> [Assigned task]: In the article below about Barack Obama's Emmy, what Netflix documentary series earned him the best narrator award?

> [Reading passage]:
Former US president Barack Obama has an Emmy Award to go with his two Grammys.
Mr Obama won the best narrator award for his work on the Netflix documentary series Our Great National Parks at the Creative Arts Emmys on Sunday.
With the win, he is halfway to what is known in award circles as an EGOT – a special category of entertainers who have won an Emmy, a Grammy, an Oscar and a Tony. To date, 17 people have achieved he feat.
The five-part show, which features national parks from around the globe, is produced by Barack and Michelle Obama’s production company Higher Ground.
Mr Obama was the biggest name in a category full of famous nominees for the award, including NBA great Kareem Abdul-Jabbar, naturalist David Attenborough and 12 Years a Slave actress Lupita Nyong’o.
Mr Obama is the second US president to have an Emmy after Dwight D. Eisenhower was given a special Emmy Award in 1956.
Mr Obama previously won Grammy Awards for his audiobook reading of two of his memoirs, The Audacity of Hope and A Promised Land. Michelle Obama won her own Grammy for reading her audiobook in 2020.
The Creative Arts Emmy Awards honour the best in artistic and technical achievement in various American prime time television genres including animation, documentary and reality TV.
The Primetime Emmy Awards, which recognises the best in US prime-time television, will be held on September 12.
Among the other Emmy recipients Sunday was the late Chadwick Boseman, who was posthumously awarded for his voice work.

> [Data for review]:

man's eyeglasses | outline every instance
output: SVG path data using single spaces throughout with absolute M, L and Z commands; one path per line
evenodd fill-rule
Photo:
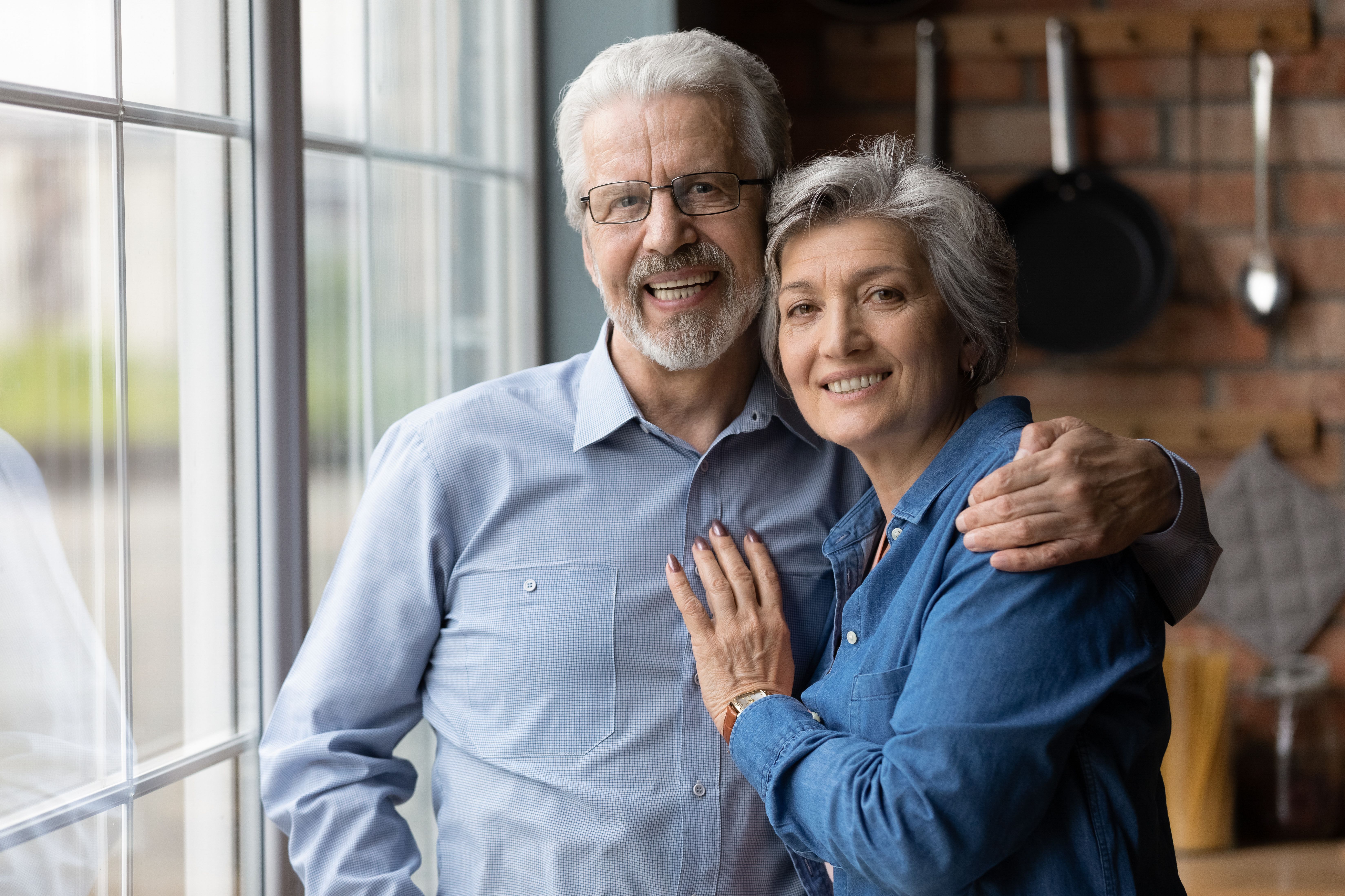
M 769 179 L 742 180 L 726 171 L 703 171 L 674 177 L 666 187 L 655 187 L 647 180 L 601 184 L 580 201 L 588 203 L 589 215 L 599 224 L 633 224 L 650 216 L 655 189 L 671 189 L 672 204 L 683 215 L 722 215 L 738 207 L 744 184 L 768 183 Z

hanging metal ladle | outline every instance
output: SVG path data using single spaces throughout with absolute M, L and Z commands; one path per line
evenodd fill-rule
M 1289 306 L 1289 270 L 1275 258 L 1270 247 L 1270 148 L 1271 85 L 1275 63 L 1264 50 L 1251 56 L 1252 81 L 1252 134 L 1255 137 L 1255 203 L 1256 224 L 1252 251 L 1237 277 L 1237 296 L 1247 316 L 1263 326 L 1275 324 Z

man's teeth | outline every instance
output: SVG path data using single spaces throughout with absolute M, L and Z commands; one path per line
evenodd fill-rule
M 835 383 L 827 383 L 827 388 L 841 395 L 843 392 L 854 392 L 855 390 L 869 388 L 874 383 L 881 383 L 882 380 L 892 376 L 892 372 L 886 373 L 865 373 L 863 376 L 851 376 L 847 380 L 837 380 Z
M 695 296 L 701 286 L 709 283 L 712 279 L 714 279 L 714 271 L 706 271 L 703 274 L 683 277 L 682 279 L 667 279 L 662 283 L 650 283 L 650 292 L 654 293 L 654 298 L 660 298 L 664 302 L 674 302 L 679 298 L 690 298 L 691 296 Z

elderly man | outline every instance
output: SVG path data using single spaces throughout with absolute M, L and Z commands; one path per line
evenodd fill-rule
M 868 482 L 761 367 L 784 102 L 740 47 L 671 34 L 600 54 L 557 129 L 611 320 L 588 355 L 434 402 L 379 443 L 261 748 L 313 896 L 417 892 L 394 809 L 416 776 L 391 754 L 422 716 L 440 893 L 802 892 L 663 579 L 709 527 L 751 525 L 780 570 L 796 684 L 823 654 L 819 547 Z M 1042 450 L 981 484 L 968 544 L 1029 570 L 1167 527 L 1137 553 L 1173 618 L 1200 599 L 1217 547 L 1193 473 L 1076 423 L 1025 441 Z

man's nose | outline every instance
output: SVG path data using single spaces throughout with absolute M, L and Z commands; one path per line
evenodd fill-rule
M 697 240 L 691 218 L 683 215 L 672 201 L 671 189 L 655 189 L 650 199 L 650 216 L 644 219 L 644 249 L 659 255 L 671 255 Z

> [Answer section]: Our Great National Parks